In Teaching Information Security there was a discussion of the fact that young people at a Florida state system university rejected the distinction between plural and possessive. A friend sent me the following:

Trying to wrap my head around my MBB offer

My first two years at Harvard, I was really focused on getting a good offer once I graduated. I think Harvard really acculturated me to the idea that one of those offers is one of the big goals of undergrad.

This summer, I got a full time offer from one of the big three consulting firms, for way more money than I thought, around $140k in total comp.

When I read the offer letter, I felt deeply ambivalent. Obviously I am stoked, and really want to work at the firm. However, it feels weird to make many times more my friends who are graduating from great non-ivy’s and more than my parents, who both make six figures.

For those of you who have received similar offers, how do you feel about salary? And for those who have already graduated, how has your thinking evolved?

(For those who are more familiar with honest labor, “MBB” is for McKinsey, BCG, and Bain. Separately, doesn’t he/she/ze/they realize that $140k will soon be the price of a Diet Coke?)

Note the highlighted section above, in which the fresh Harvard graduate struggles to write “Ivies”.

From Hussain Altamimi, a young person bright enough to work as a legislative assistant for Alexandria Ocasio-Cortez, the Democratic Party’s primary thought-leader (Fox):

Israel is a racist European ethnostate built on stolen land from it’s indigenous population!

_Task to complete_. Retype everything in the post from "In Teaching Information" down to "goals of undergrad.", word for word.

_Extracted data_.
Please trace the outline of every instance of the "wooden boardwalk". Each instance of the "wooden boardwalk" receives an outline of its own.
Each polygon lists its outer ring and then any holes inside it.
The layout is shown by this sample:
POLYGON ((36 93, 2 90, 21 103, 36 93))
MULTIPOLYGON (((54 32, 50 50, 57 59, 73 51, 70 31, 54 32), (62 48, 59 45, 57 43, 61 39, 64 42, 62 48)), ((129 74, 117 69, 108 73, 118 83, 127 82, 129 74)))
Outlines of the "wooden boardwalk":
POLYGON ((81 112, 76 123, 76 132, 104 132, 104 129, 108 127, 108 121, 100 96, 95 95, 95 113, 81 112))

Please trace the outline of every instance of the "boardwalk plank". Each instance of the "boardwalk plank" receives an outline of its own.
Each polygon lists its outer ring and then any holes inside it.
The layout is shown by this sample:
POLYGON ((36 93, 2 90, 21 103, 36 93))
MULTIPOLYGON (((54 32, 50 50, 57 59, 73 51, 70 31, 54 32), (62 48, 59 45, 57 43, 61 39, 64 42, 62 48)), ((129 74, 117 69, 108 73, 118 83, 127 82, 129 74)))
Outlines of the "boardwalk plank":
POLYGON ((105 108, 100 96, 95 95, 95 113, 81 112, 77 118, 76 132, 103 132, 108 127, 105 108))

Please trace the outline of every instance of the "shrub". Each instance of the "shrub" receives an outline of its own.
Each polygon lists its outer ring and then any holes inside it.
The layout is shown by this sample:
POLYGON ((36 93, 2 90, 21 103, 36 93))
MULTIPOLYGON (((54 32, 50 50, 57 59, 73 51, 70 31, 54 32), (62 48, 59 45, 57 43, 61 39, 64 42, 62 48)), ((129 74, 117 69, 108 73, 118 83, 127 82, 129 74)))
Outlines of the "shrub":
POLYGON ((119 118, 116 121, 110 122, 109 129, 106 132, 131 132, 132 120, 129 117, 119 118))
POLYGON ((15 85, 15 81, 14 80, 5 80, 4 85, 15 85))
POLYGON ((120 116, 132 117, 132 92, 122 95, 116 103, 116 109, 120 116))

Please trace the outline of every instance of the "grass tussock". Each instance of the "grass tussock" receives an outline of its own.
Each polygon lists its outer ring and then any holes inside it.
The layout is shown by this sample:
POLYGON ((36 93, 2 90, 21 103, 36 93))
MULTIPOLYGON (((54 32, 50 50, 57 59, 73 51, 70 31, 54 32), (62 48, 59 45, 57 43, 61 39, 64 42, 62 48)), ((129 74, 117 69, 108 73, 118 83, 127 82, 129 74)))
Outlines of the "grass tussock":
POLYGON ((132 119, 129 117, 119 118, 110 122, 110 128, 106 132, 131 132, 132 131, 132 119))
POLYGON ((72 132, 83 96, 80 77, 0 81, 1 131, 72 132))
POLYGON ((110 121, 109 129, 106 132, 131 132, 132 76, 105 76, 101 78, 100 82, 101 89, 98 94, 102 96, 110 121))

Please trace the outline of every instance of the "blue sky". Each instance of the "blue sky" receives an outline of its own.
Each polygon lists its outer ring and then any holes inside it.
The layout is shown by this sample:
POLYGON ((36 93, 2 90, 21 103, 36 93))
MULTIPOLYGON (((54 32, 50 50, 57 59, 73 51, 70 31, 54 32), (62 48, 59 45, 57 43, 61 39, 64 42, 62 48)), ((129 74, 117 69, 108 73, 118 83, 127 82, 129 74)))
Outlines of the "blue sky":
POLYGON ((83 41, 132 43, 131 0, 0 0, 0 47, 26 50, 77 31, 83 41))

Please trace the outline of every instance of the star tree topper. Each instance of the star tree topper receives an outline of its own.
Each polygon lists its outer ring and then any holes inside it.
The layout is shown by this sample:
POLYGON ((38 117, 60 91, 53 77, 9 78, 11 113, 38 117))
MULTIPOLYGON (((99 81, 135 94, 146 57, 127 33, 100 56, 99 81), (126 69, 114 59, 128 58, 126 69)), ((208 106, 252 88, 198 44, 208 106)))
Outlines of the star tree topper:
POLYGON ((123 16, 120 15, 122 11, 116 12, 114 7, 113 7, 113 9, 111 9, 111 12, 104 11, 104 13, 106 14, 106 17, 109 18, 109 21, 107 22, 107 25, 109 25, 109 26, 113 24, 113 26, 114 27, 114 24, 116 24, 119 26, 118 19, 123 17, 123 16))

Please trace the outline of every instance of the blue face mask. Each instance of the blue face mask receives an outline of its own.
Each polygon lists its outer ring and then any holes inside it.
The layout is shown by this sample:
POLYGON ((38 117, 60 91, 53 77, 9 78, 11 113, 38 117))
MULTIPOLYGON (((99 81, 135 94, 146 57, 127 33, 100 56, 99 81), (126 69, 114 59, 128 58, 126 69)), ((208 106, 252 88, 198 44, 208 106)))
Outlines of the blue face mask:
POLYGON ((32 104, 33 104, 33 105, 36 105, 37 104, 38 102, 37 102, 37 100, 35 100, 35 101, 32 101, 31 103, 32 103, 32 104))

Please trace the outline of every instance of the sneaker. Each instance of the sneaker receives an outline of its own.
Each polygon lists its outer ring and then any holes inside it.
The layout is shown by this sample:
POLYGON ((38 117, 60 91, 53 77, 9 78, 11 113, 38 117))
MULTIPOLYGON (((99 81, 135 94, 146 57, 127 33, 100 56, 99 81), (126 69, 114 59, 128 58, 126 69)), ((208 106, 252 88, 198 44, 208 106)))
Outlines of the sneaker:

_Exercise output_.
In Teaching Information Security there was a discussion of the fact that young people at a Florida state system university rejected the distinction between plural and possessive. A friend sent me the following:

Trying to wrap my head around my MBB offer

My first two years at Harvard, I was really focused on getting a good offer once I graduated. I think Harvard really acculturated me to the idea that one of those offers is one of the big goals of undergrad.